- [Required work]: Arrange every line of the items below as a Markdown table with two columns, Row and Line. Leave out blank lines.

Dataset excerpts on object pointing:

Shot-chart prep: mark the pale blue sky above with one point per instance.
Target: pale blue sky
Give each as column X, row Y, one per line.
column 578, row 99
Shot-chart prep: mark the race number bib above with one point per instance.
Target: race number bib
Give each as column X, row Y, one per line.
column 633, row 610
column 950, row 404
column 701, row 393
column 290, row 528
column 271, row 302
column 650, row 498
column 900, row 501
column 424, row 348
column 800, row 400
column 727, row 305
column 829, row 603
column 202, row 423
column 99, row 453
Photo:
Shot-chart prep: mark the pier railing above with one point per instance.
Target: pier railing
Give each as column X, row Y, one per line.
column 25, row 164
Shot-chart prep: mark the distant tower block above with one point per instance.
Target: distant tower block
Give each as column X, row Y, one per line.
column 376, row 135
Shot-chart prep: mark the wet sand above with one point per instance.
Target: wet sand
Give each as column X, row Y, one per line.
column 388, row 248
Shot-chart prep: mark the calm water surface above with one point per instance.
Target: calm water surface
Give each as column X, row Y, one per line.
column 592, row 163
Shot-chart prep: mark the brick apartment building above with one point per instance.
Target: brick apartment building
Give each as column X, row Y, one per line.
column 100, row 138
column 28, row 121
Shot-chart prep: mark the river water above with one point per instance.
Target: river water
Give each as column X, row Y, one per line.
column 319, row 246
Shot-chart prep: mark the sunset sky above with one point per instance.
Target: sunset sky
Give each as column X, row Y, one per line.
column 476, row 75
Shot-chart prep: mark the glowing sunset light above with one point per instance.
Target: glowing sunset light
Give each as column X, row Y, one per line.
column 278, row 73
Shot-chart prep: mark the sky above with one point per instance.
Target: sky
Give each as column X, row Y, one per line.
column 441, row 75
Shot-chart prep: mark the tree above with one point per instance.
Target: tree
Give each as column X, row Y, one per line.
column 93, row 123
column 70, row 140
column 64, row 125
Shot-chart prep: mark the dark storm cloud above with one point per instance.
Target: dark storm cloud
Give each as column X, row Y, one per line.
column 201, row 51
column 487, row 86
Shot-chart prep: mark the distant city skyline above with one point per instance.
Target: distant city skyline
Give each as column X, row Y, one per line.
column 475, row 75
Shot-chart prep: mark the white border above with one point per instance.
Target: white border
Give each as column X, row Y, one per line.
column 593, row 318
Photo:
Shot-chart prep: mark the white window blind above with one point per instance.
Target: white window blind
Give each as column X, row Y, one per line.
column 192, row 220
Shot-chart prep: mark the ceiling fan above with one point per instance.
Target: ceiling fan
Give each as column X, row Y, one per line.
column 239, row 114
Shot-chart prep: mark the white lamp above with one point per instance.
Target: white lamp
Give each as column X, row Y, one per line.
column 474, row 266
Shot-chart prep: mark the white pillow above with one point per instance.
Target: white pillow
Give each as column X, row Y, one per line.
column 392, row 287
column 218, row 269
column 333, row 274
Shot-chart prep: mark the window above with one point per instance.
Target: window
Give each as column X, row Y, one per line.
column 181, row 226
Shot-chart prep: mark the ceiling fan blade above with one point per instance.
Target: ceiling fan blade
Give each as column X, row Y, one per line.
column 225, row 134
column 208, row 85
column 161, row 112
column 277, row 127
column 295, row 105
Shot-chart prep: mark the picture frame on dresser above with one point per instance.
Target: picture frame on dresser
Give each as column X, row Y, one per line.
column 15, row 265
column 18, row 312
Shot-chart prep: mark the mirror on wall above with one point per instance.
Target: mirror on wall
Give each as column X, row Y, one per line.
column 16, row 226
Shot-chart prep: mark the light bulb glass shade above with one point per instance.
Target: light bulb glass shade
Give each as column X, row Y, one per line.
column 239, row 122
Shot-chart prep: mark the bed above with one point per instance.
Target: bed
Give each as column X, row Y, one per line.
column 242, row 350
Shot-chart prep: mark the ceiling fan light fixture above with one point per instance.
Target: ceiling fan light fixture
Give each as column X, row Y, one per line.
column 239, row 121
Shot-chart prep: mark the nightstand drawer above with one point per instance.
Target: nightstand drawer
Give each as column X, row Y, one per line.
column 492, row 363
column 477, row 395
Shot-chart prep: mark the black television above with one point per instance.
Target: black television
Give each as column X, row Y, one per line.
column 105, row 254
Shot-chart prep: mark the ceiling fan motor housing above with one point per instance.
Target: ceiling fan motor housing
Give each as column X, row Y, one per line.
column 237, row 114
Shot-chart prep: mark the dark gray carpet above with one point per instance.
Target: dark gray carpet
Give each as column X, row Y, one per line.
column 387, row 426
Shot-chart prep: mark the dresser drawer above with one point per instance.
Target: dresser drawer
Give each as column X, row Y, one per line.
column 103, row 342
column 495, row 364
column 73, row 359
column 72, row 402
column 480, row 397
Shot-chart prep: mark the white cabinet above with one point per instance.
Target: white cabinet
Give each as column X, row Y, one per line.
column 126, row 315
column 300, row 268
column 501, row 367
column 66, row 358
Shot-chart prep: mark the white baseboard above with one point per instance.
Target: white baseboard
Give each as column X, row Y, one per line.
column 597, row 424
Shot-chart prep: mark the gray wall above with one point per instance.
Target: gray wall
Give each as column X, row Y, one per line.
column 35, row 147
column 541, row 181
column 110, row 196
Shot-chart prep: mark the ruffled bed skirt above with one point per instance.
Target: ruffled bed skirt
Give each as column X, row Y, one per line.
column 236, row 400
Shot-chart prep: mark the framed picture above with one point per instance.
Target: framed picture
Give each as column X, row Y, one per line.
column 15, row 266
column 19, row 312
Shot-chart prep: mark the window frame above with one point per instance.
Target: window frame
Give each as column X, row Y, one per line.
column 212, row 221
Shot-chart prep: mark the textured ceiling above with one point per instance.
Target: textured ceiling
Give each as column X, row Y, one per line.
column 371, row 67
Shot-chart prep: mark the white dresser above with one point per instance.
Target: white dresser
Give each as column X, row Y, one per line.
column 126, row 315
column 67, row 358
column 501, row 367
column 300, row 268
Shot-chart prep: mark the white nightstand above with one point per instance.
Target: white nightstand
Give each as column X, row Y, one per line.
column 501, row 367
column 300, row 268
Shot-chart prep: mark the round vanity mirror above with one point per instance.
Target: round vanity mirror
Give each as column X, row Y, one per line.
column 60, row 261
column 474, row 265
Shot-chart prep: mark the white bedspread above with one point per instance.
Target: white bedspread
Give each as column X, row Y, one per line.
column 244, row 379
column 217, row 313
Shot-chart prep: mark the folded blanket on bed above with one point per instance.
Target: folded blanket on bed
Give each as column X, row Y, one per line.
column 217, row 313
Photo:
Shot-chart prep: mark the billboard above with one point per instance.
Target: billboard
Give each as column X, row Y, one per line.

- [Answer to the task]:
| Row | Line |
|---|---|
| 1 | Shot-chart prep: mark the pale blue sky above with one point per instance. |
| 2 | Target: pale blue sky |
| 3 | Give each as column X, row Y, one per line. |
| 4 | column 578, row 99 |
| 5 | Shot-chart prep: mark the race number bib above with one point per instance. |
| 6 | Target: race number bib |
| 7 | Give each as column X, row Y, one per line. |
| 8 | column 633, row 610 |
| 9 | column 950, row 404 |
| 10 | column 701, row 393 |
| 11 | column 290, row 528 |
| 12 | column 271, row 302 |
| 13 | column 650, row 498 |
| 14 | column 900, row 501 |
| 15 | column 424, row 348 |
| 16 | column 800, row 400 |
| 17 | column 727, row 305 |
| 18 | column 829, row 603 |
| 19 | column 202, row 423 |
| 20 | column 99, row 453 |
| 21 | Photo: |
| 22 | Shot-chart prep: mark the pier railing above with one point per instance. |
| 23 | Target: pier railing |
| 24 | Give each as column X, row Y, one per line. |
| 25 | column 25, row 164 |
| 26 | Shot-chart prep: mark the distant tower block above with one point per instance. |
| 27 | Target: distant tower block |
| 28 | Give each as column X, row Y, one per line. |
| 29 | column 376, row 135 |
| 30 | Shot-chart prep: mark the wet sand above with one point per instance. |
| 31 | Target: wet sand |
| 32 | Give each as column X, row Y, one per line. |
| 33 | column 388, row 248 |
| 34 | Shot-chart prep: mark the calm water surface above with one point per instance. |
| 35 | Target: calm water surface |
| 36 | Give each as column X, row Y, one per line. |
| 37 | column 592, row 163 |
| 38 | Shot-chart prep: mark the brick apartment building above with one point per instance. |
| 39 | Target: brick apartment building |
| 40 | Give each as column X, row Y, one per line. |
| 41 | column 100, row 138 |
| 42 | column 28, row 121 |
| 43 | Shot-chart prep: mark the river water above with one point per instance. |
| 44 | Target: river water |
| 45 | Give each as column X, row Y, one per line. |
| 46 | column 319, row 246 |
| 47 | Shot-chart prep: mark the sunset sky above with one point per instance. |
| 48 | Target: sunset sky |
| 49 | Give each as column X, row Y, one per line. |
| 50 | column 476, row 75 |
| 51 | Shot-chart prep: mark the glowing sunset light above with one point per instance. |
| 52 | Target: glowing sunset light |
| 53 | Give each as column X, row Y, one per line. |
| 54 | column 278, row 73 |
| 55 | Shot-chart prep: mark the sky above with one point per instance. |
| 56 | Target: sky |
| 57 | Give each as column X, row Y, one per line. |
| 58 | column 441, row 75 |
| 59 | Shot-chart prep: mark the tree above with one point per instance. |
| 60 | Target: tree |
| 61 | Give each as column X, row Y, one per line. |
| 62 | column 93, row 123 |
| 63 | column 70, row 140 |
| 64 | column 64, row 125 |
| 65 | Shot-chart prep: mark the dark storm cloud above with one point per instance. |
| 66 | Target: dark storm cloud |
| 67 | Give each as column X, row Y, one per line. |
| 68 | column 201, row 51 |
| 69 | column 487, row 86 |
| 70 | Shot-chart prep: mark the distant city skyline above with one point per instance. |
| 71 | Target: distant city skyline |
| 72 | Give each as column X, row Y, one per line. |
| 73 | column 475, row 75 |
| 74 | Shot-chart prep: mark the white border above with one point per instance. |
| 75 | Target: white border |
| 76 | Give each as column X, row Y, one per line. |
| 77 | column 593, row 318 |
| 78 | Photo: |
| 79 | Shot-chart prep: mark the white window blind above with one point per instance. |
| 80 | Target: white window blind |
| 81 | Give each as column X, row Y, one per line. |
| 82 | column 192, row 220 |
| 83 | Shot-chart prep: mark the ceiling fan above with one point per instance. |
| 84 | Target: ceiling fan |
| 85 | Give each as column X, row Y, one per line. |
| 86 | column 239, row 114 |
| 87 | Shot-chart prep: mark the white lamp above with one point per instance. |
| 88 | Target: white lamp |
| 89 | Give each as column X, row Y, one per line. |
| 90 | column 474, row 266 |
| 91 | Shot-chart prep: mark the white pillow above with one point per instance. |
| 92 | Target: white pillow |
| 93 | Give each as column X, row Y, one per line. |
| 94 | column 392, row 287 |
| 95 | column 218, row 269 |
| 96 | column 333, row 274 |
| 97 | Shot-chart prep: mark the window above with one point per instance. |
| 98 | Target: window |
| 99 | Give each as column X, row Y, one per line. |
| 100 | column 181, row 226 |
| 101 | Shot-chart prep: mark the ceiling fan blade above with one point per instance. |
| 102 | Target: ceiling fan blade |
| 103 | Give each as column X, row Y, one per line. |
| 104 | column 225, row 134 |
| 105 | column 208, row 85 |
| 106 | column 161, row 112 |
| 107 | column 277, row 127 |
| 108 | column 295, row 105 |
| 109 | Shot-chart prep: mark the picture frame on dresser above with one point per instance. |
| 110 | Target: picture frame on dresser |
| 111 | Give each as column X, row Y, one per line. |
| 112 | column 15, row 265 |
| 113 | column 18, row 312 |
| 114 | Shot-chart prep: mark the mirror on wall above with one point per instance. |
| 115 | Target: mirror on wall |
| 116 | Give each as column X, row Y, one per line. |
| 117 | column 16, row 226 |
| 118 | Shot-chart prep: mark the light bulb glass shade above with one point per instance. |
| 119 | Target: light bulb glass shade |
| 120 | Give each as column X, row Y, one per line. |
| 121 | column 239, row 122 |
| 122 | Shot-chart prep: mark the bed above with one point per instance. |
| 123 | Target: bed |
| 124 | Give each as column X, row Y, one per line. |
| 125 | column 242, row 350 |
| 126 | Shot-chart prep: mark the ceiling fan light fixture above with one point per instance. |
| 127 | Target: ceiling fan light fixture |
| 128 | Give each as column X, row Y, one per line. |
| 129 | column 239, row 121 |
| 130 | Shot-chart prep: mark the nightstand drawer above with one point per instance. |
| 131 | Target: nightstand drawer |
| 132 | Give each as column X, row Y, one per line. |
| 133 | column 492, row 363 |
| 134 | column 477, row 395 |
| 135 | Shot-chart prep: mark the black television above with one point per instance. |
| 136 | Target: black television |
| 137 | Give each as column X, row Y, one per line. |
| 138 | column 105, row 254 |
| 139 | Shot-chart prep: mark the ceiling fan motor housing above with one point per instance. |
| 140 | Target: ceiling fan motor housing |
| 141 | Give each as column X, row Y, one per line. |
| 142 | column 237, row 114 |
| 143 | Shot-chart prep: mark the dark gray carpet above with one point per instance. |
| 144 | Target: dark gray carpet |
| 145 | Give each as column X, row Y, one per line. |
| 146 | column 387, row 426 |
| 147 | Shot-chart prep: mark the dresser drawer above with one point per instance. |
| 148 | Target: dresser drawer |
| 149 | Give each as column X, row Y, one per line. |
| 150 | column 103, row 342 |
| 151 | column 495, row 364 |
| 152 | column 73, row 359 |
| 153 | column 72, row 402 |
| 154 | column 480, row 397 |
| 155 | Shot-chart prep: mark the white cabinet above with one point per instance. |
| 156 | Target: white cabinet |
| 157 | Give each as column X, row Y, one per line. |
| 158 | column 126, row 315 |
| 159 | column 300, row 268 |
| 160 | column 501, row 367 |
| 161 | column 66, row 358 |
| 162 | Shot-chart prep: mark the white baseboard above with one point per instance. |
| 163 | Target: white baseboard |
| 164 | Give each as column X, row Y, one per line. |
| 165 | column 597, row 424 |
| 166 | Shot-chart prep: mark the gray wall above with one point per instance. |
| 167 | Target: gray wall |
| 168 | Give each as column X, row Y, one per line. |
| 169 | column 35, row 147 |
| 170 | column 541, row 181 |
| 171 | column 110, row 196 |
| 172 | Shot-chart prep: mark the ruffled bed skirt above with one point per instance. |
| 173 | Target: ruffled bed skirt |
| 174 | Give each as column X, row Y, one per line. |
| 175 | column 236, row 400 |
| 176 | Shot-chart prep: mark the framed picture above with one point per instance. |
| 177 | Target: framed picture |
| 178 | Give each as column X, row Y, one per line. |
| 179 | column 15, row 266 |
| 180 | column 19, row 312 |
| 181 | Shot-chart prep: mark the window frame above with one point per instance. |
| 182 | Target: window frame |
| 183 | Give each as column X, row Y, one per line. |
| 184 | column 212, row 221 |
| 185 | Shot-chart prep: mark the textured ceiling above with one point per instance. |
| 186 | Target: textured ceiling |
| 187 | Give each as column X, row Y, one per line. |
| 188 | column 371, row 67 |
| 189 | Shot-chart prep: mark the white dresser above with one point per instance. |
| 190 | Target: white dresser |
| 191 | Give each as column X, row Y, one per line. |
| 192 | column 126, row 315 |
| 193 | column 67, row 358 |
| 194 | column 501, row 367 |
| 195 | column 300, row 268 |
| 196 | Shot-chart prep: mark the white nightstand above with one point per instance. |
| 197 | Target: white nightstand |
| 198 | Give each as column X, row Y, one per line. |
| 199 | column 501, row 367 |
| 200 | column 300, row 268 |
| 201 | Shot-chart prep: mark the round vanity mirror above with one point per instance. |
| 202 | Target: round vanity mirror |
| 203 | Give each as column X, row Y, one per line. |
| 204 | column 60, row 261 |
| 205 | column 474, row 265 |
| 206 | Shot-chart prep: mark the white bedspread above with one point per instance. |
| 207 | Target: white bedspread |
| 208 | Give each as column X, row Y, one per line. |
| 209 | column 244, row 379 |
| 210 | column 217, row 313 |
| 211 | Shot-chart prep: mark the folded blanket on bed above with one point per instance. |
| 212 | Target: folded blanket on bed |
| 213 | Give each as column X, row Y, one per line. |
| 214 | column 217, row 313 |
| 215 | Photo: |
| 216 | Shot-chart prep: mark the billboard above with one point per instance. |
| 217 | Target: billboard |
| 218 | Give each as column X, row Y, one per line. |